__Work instructions__
Rewrite the records below, swapping "dry grass" for "tall grass" wherever it appears and keeping everything else the same. Leave the pictures out.

:: Material shown ::

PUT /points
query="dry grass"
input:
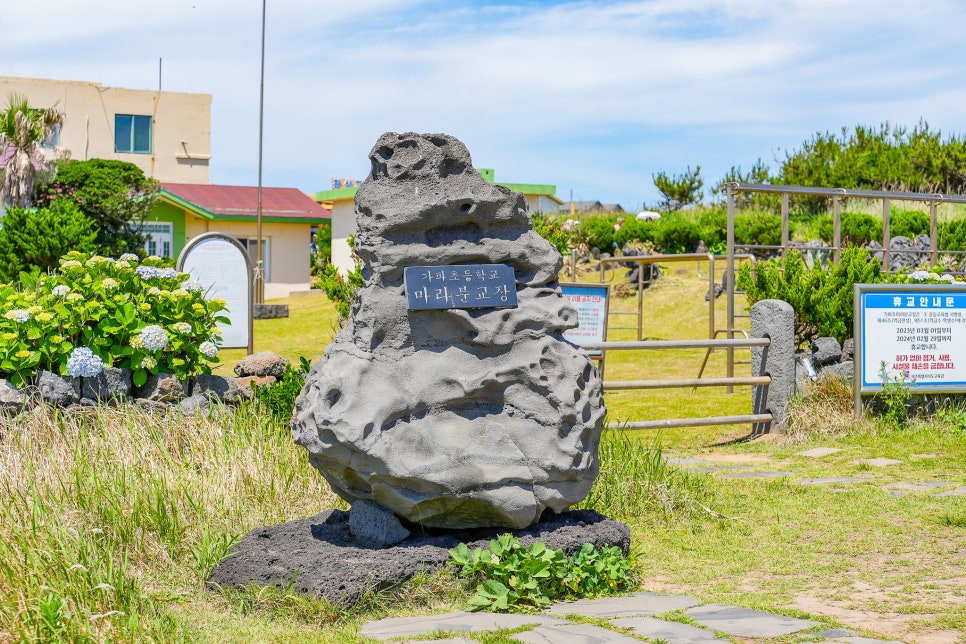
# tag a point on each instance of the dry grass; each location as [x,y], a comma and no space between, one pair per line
[105,515]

:::

__Solution to the problem__
PUT /points
query="tall grass"
input:
# tag a point on each instance of the tall grass; each location as [x,y], a comma and no space between, one pair per line
[105,515]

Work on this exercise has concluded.